# [Aim of the task]
Return each line of the data below that contains the word "palm". Treat case as significant.

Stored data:
● ● ●

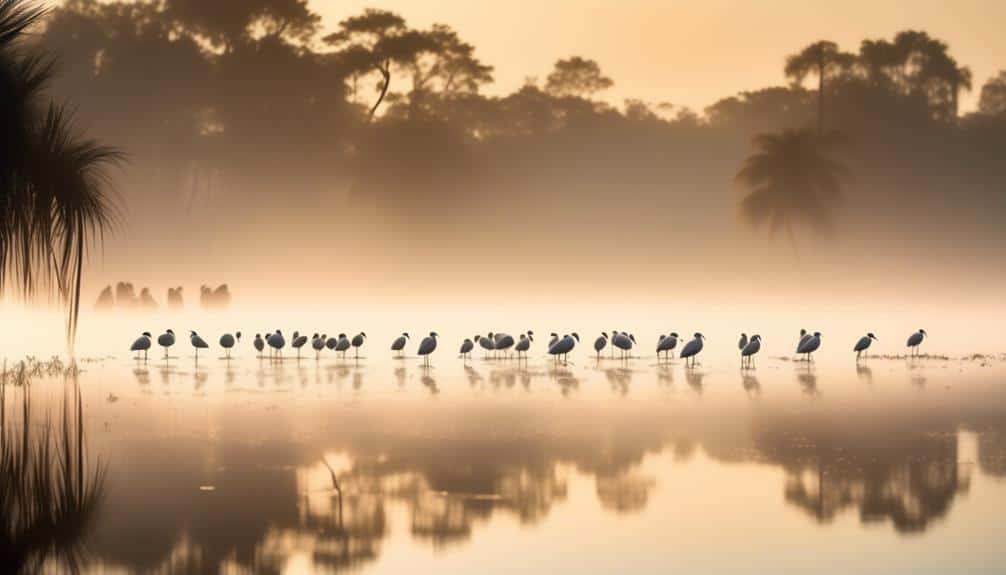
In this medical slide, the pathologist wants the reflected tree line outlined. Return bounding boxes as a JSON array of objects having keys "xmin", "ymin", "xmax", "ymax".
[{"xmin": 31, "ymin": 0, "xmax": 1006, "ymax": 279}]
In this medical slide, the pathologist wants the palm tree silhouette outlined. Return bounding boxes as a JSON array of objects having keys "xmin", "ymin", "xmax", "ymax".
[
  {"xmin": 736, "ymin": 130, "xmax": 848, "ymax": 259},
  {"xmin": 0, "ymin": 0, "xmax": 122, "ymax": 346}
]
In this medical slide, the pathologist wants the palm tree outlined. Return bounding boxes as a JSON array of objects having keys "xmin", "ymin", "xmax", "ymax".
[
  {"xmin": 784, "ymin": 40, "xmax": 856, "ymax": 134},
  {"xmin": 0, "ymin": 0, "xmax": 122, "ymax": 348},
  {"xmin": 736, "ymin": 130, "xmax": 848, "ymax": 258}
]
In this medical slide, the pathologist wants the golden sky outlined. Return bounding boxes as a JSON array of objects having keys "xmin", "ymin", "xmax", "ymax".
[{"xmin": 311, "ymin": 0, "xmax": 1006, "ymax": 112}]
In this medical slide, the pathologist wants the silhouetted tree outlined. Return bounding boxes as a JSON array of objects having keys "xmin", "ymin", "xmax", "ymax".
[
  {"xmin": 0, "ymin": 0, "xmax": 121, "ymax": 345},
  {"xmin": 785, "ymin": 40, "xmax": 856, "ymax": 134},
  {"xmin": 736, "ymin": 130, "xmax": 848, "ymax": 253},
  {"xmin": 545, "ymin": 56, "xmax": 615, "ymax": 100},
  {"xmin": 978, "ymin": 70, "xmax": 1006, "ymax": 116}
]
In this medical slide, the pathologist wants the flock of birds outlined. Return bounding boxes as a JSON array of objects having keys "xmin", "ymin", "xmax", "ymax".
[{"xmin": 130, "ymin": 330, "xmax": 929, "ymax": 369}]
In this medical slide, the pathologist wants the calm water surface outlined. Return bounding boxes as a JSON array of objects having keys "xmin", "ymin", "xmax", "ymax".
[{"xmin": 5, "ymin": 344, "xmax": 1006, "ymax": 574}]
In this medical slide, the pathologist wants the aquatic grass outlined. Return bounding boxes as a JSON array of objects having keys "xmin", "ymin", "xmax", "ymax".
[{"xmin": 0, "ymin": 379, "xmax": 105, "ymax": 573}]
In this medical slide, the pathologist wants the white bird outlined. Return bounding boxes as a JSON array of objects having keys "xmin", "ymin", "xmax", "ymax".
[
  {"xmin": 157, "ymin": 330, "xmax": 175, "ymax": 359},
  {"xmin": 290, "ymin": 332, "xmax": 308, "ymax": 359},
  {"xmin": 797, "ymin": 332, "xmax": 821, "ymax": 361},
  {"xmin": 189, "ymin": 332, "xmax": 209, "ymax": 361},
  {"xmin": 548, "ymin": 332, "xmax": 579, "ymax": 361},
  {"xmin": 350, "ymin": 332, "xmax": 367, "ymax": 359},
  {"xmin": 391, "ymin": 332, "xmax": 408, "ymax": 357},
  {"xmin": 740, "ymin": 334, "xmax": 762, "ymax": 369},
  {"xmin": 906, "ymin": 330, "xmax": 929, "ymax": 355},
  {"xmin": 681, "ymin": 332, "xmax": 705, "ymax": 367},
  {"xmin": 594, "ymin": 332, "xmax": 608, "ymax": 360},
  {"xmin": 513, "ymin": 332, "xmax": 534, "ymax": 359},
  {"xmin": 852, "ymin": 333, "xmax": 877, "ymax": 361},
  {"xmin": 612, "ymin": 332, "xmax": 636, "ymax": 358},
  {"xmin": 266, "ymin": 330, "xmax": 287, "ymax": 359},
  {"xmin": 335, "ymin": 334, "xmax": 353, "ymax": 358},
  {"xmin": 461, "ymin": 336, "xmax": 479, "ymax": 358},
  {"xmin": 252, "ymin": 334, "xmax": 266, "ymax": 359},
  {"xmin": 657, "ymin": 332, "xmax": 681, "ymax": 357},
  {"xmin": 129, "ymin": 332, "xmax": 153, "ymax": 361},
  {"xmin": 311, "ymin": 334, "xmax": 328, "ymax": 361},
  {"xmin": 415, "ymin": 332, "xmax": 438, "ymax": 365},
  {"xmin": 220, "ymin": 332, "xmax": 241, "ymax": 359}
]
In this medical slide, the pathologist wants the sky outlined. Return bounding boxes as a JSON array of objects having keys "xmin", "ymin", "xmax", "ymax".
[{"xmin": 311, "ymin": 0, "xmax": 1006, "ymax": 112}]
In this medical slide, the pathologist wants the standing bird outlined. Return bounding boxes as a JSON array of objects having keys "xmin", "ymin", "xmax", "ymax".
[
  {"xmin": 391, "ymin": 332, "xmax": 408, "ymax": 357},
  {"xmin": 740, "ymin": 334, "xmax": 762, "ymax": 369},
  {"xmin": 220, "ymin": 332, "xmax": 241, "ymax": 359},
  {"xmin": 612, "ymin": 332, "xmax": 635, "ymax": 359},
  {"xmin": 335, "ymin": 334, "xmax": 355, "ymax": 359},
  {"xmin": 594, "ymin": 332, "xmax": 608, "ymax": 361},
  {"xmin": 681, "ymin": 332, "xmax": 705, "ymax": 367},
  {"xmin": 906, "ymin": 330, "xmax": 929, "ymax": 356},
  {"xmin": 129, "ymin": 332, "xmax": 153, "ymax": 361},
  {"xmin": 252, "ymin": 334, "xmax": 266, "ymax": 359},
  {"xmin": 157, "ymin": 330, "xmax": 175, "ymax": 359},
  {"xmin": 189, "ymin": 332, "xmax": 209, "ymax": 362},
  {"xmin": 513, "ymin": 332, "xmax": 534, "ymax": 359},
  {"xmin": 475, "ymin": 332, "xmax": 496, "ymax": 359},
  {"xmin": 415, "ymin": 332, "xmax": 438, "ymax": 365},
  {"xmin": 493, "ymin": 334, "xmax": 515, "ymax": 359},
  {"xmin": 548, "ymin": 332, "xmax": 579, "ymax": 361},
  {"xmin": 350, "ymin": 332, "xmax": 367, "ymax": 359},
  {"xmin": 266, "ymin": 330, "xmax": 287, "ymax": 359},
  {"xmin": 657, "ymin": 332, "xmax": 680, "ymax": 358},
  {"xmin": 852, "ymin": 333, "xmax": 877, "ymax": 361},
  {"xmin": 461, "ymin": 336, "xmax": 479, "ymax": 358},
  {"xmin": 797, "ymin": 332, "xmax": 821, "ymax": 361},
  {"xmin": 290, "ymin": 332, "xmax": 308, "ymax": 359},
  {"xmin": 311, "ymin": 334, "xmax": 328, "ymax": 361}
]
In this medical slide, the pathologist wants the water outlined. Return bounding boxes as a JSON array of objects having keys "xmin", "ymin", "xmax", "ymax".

● ● ●

# [Final result]
In this medical slide, the pathologist wants the palm tree silhouette outlined. Return bounding boxes as a JSON array of objects having keys "xmin", "ymin", "xmax", "ymax".
In this medical slide, the pathologist wants the palm tree outlined. Return bounding boxes as a JSON array of objects having keys "xmin", "ymin", "xmax", "ymax".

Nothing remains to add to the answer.